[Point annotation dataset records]
========================================================================
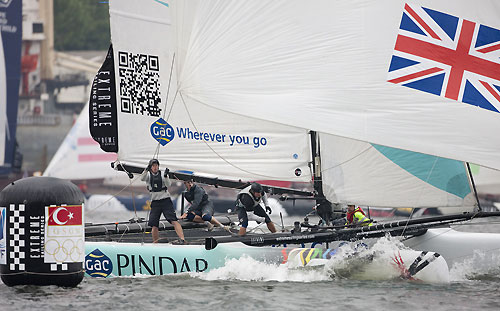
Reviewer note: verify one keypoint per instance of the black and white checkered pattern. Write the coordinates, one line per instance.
(56, 266)
(16, 237)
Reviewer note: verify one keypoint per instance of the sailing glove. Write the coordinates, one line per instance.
(269, 210)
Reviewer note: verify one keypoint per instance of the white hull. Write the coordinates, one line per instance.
(456, 246)
(368, 264)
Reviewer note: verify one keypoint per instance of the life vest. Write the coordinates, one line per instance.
(156, 182)
(255, 202)
(189, 195)
(358, 217)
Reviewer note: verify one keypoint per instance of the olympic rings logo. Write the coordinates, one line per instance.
(69, 250)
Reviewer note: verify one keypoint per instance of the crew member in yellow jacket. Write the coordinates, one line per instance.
(356, 216)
========================================================================
What the task requires:
Replace "Reviewer note" with "Annotation check" everywhere in the records above and rewrite them with everything else unchanged. Leave out the pictures.

Task answer:
Annotation check: verify one keypoint per instance of the black and white checkered pattern. Write the coordinates, one line per instance.
(56, 266)
(16, 237)
Annotation check: verify one keypoint per instance of the sailing glove. Write the coordinates, one line per instance.
(269, 210)
Annotation check: verify one keypoint per instance of the white hull. Write the coordinates, one line per instance.
(456, 246)
(368, 264)
Annotation check: verify one keypoint per instance of the life vest. Write the coordinates, one line per instance.
(156, 182)
(255, 202)
(189, 195)
(358, 217)
Annotation check: verify one keypoint per instance of the olympic rings logo. Write the coordinates, one line per instance.
(69, 250)
Annotation check: verify one keypoint per instance of the crew member in yellow jacket. Write the coordinates, one line per instance.
(356, 216)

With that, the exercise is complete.